* _SHORT TASK_
Reproduce the Opera 11.50 release thread starting with "Its page rendering" and going on through "to it already.", swapping "cursive" for "italic".

* _DOCUMENT PASSAGE_

# Opera 11.50 has been released



## Beastie (Jun 28, 2011)

Announcement
UNIX changelog


----------



## Zare (Jun 29, 2011)

Thanks, it'll be installed, as always. Converted from IE to Opera, 11 years ago. Never looked back.


----------



## jb_fvwm2 (Jun 29, 2011)

Its page rendering appears much  improved. But a new problem:  while all the fonts at this forum are fine, any text typed into the google.com search dialog, as well as "secondary" text in (about a third of sites are affected) some news sites, etc (past the headline), are in a almost-unreadable cursive (handwriting) script.  I haven't found where that is set in the fonts selection, the .Xdefaults, etc etc.  Maybe unique to this machine somewhere; even trying to search in "opera:config", almost all the text on THAT page is in the near-unreadable type... (unless switching author mode >> user mode maybe). Nor did the "Managing author mode" customization dialog present a clue...
/edit.........../
Gave up.  Earlier 11-version from backups. Clunkier from before the upgrade (some customizations lost probably), but I am used to it already.

* _EXTRACTED MATERIAL_
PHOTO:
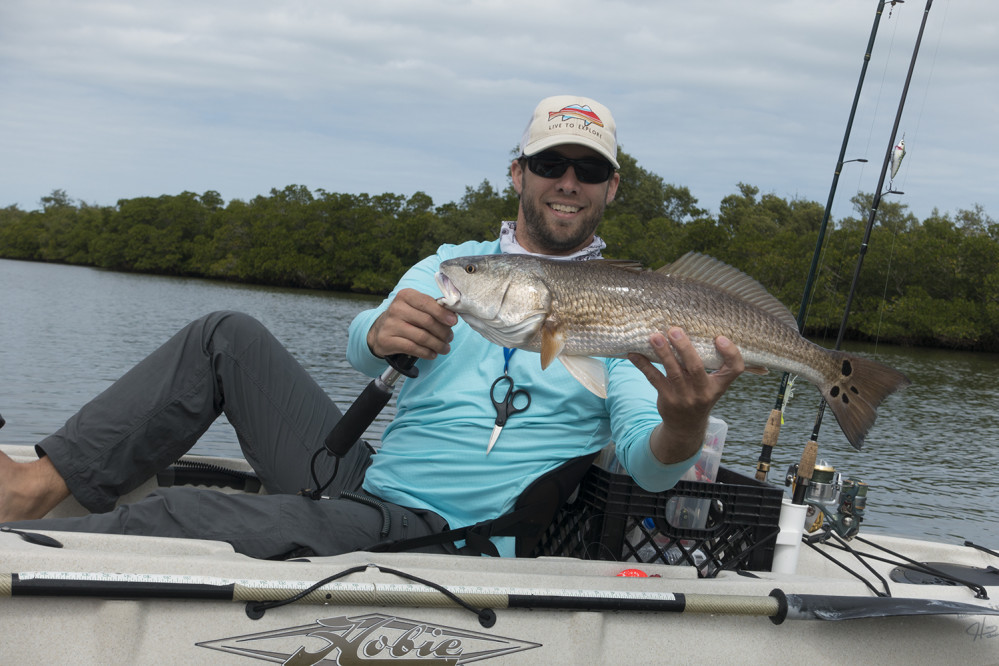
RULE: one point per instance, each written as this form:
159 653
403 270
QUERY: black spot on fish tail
855 395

* _ANSWER TO THIS TASK_
Its page rendering appears much  improved. But a new problem:  while all the fonts at this forum are fine, any text typed into the google.com search dialog, as well as "secondary" text in (about a third of sites are affected) some news sites, etc (past the headline), are in a almost-unreadable italic (handwriting) script.  I haven't found where that is set in the fonts selection, the .Xdefaults, etc etc.  Maybe unique to this machine somewhere; even trying to search in "opera:config", almost all the text on THAT page is in the near-unreadable type... (unless switching author mode >> user mode maybe). Nor did the "Managing author mode" customization dialog present a clue...
/edit.........../
Gave up.  Earlier 11-version from backups. Clunkier from before the upgrade (some customizations lost probably), but I am used to it already.